> YOUR INSTRUCTIONS: Render all of the material below as a numbered list, skipping blank lines. Omit the pictures from the output.

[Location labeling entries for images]
══════════════════════════════

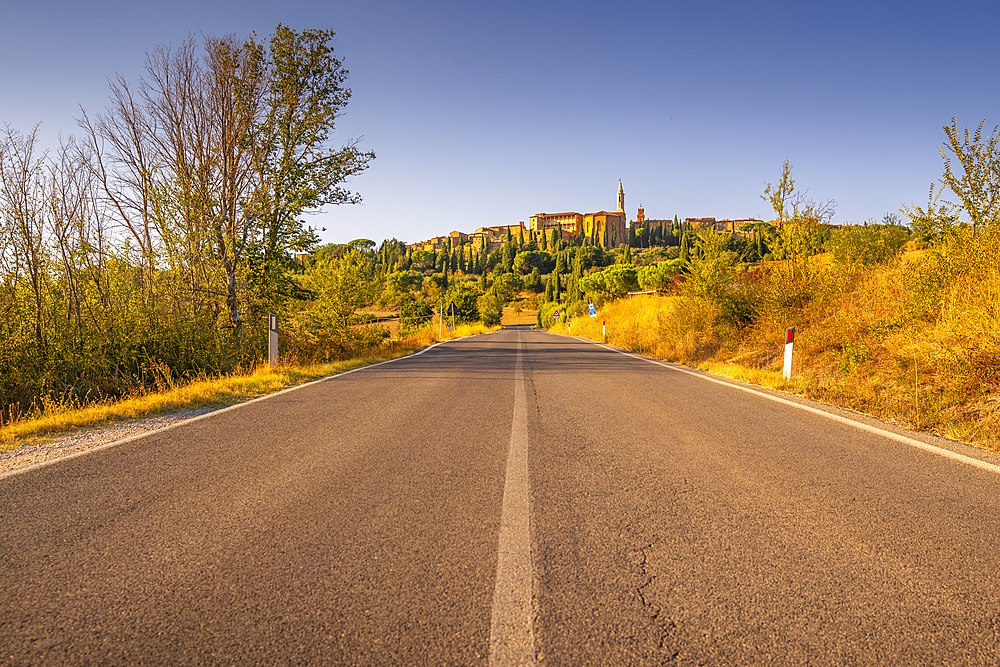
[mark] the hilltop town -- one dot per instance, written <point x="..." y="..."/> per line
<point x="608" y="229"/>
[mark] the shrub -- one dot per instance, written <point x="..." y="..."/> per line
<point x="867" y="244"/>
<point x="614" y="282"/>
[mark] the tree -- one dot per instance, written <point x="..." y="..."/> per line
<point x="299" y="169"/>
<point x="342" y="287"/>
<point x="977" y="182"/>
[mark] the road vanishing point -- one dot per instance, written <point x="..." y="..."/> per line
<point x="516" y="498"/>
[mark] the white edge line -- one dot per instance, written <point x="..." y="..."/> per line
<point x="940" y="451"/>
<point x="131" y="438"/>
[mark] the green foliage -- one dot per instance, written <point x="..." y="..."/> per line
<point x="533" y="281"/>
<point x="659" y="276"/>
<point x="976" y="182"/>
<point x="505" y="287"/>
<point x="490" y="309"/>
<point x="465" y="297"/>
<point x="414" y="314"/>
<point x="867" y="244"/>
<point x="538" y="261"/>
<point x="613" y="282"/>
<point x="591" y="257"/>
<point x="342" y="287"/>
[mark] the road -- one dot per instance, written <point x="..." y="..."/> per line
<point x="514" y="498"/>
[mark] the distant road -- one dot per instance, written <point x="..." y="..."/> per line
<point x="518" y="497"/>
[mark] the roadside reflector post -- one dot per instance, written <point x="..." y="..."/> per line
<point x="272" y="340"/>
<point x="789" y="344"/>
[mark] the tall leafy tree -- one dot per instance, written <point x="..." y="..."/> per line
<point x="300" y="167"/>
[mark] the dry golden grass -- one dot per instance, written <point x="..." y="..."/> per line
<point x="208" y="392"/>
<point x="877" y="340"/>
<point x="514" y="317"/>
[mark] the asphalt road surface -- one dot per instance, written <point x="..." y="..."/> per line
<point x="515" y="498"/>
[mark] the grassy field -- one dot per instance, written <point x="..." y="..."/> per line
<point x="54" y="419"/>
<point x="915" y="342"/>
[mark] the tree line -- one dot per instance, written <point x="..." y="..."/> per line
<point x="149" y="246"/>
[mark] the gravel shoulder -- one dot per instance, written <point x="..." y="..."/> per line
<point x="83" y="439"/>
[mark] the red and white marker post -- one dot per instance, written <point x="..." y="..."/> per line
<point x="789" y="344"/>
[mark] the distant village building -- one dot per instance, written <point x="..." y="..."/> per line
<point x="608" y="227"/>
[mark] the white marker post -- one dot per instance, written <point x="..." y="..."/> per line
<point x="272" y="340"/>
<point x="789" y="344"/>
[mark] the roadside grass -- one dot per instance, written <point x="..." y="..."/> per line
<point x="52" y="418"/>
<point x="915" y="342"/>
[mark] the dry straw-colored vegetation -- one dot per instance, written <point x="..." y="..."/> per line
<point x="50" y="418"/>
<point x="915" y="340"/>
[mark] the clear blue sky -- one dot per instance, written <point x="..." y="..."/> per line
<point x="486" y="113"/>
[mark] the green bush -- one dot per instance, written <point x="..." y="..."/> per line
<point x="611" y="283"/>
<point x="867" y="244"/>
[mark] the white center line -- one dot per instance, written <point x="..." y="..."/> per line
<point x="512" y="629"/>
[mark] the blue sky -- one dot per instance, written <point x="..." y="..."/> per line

══════════════════════════════

> COMPLETE RESPONSE:
1. [mark] the hilltop town -- one dot per instance, written <point x="..." y="..."/> per line
2. <point x="608" y="229"/>
3. [mark] the shrub -- one dot per instance, written <point x="..." y="..."/> per line
4. <point x="867" y="244"/>
5. <point x="614" y="282"/>
6. [mark] the tree -- one dot per instance, written <point x="..." y="..."/> per line
7. <point x="299" y="169"/>
8. <point x="342" y="287"/>
9. <point x="977" y="182"/>
10. [mark] the road vanishing point -- one dot per instance, written <point x="..." y="..."/> per line
11. <point x="516" y="498"/>
12. [mark] the white edge line -- one dot per instance, written <point x="..." y="..."/> per line
13. <point x="940" y="451"/>
14. <point x="131" y="438"/>
15. [mark] the green foliage -- one dot per instance, written <point x="..." y="..."/> per line
16. <point x="533" y="281"/>
17. <point x="659" y="276"/>
18. <point x="976" y="182"/>
19. <point x="505" y="287"/>
20. <point x="490" y="309"/>
21. <point x="465" y="297"/>
22. <point x="414" y="314"/>
23. <point x="867" y="244"/>
24. <point x="538" y="261"/>
25. <point x="613" y="282"/>
26. <point x="591" y="257"/>
27. <point x="342" y="287"/>
28. [mark] the road -- one dot per instance, written <point x="..." y="..."/> per line
29. <point x="514" y="498"/>
30. [mark] the distant road -- one dot per instance, written <point x="..." y="..."/> per line
31. <point x="518" y="497"/>
32. [mark] the roadside reflector post -- one dot per instance, written <point x="..." y="..."/> per line
33. <point x="272" y="340"/>
34. <point x="789" y="344"/>
35. [mark] the tall leafy tree -- one dot per instance, written <point x="..." y="..."/> per line
36. <point x="300" y="167"/>
37. [mark] the dry golden grass -- one dot per instance, written <point x="..." y="..."/> per line
38. <point x="208" y="392"/>
39. <point x="877" y="340"/>
40. <point x="514" y="317"/>
41. [mark] the asphalt road surface -- one dot per instance, written <point x="..." y="..."/> per line
42. <point x="515" y="498"/>
43. [mark] the grassy field -- one dot per instance, written <point x="..." y="..."/> per line
44. <point x="54" y="419"/>
45. <point x="915" y="342"/>
46. [mark] the tree line -- one dot per instance, written <point x="..." y="..."/> per line
47. <point x="149" y="246"/>
48. [mark] the gravel shoulder -- one dot per instance, written <point x="..." y="..."/> per line
49. <point x="83" y="439"/>
50. [mark] the red and white marker post -- one dot per instance, written <point x="..." y="..."/> per line
51. <point x="789" y="344"/>
52. [mark] the distant village building -- one dot per instance, written <point x="..." y="..."/> per line
53. <point x="608" y="227"/>
54. [mark] the white marker post -- one dot per instance, written <point x="..." y="..."/> per line
55. <point x="272" y="340"/>
56. <point x="789" y="344"/>
57. [mark] the roadside grass -- one dot per instance, written <point x="..." y="..."/> per line
58. <point x="52" y="418"/>
59. <point x="915" y="342"/>
60. [mark] the dry straw-colored vegetation -- one dot per instance, written <point x="..." y="..."/> per line
61. <point x="50" y="418"/>
62. <point x="915" y="340"/>
63. [mark] the clear blue sky -- one dot per instance, written <point x="..." y="..."/> per line
64. <point x="486" y="113"/>
65. [mark] the green bush -- one dot per instance, written <point x="..." y="..."/> per line
66. <point x="611" y="283"/>
67. <point x="867" y="244"/>
68. [mark] the white center line -- one dot per instance, written <point x="..." y="..."/> per line
69. <point x="512" y="629"/>
70. [mark] the blue sky -- one dot per instance, written <point x="..." y="..."/> per line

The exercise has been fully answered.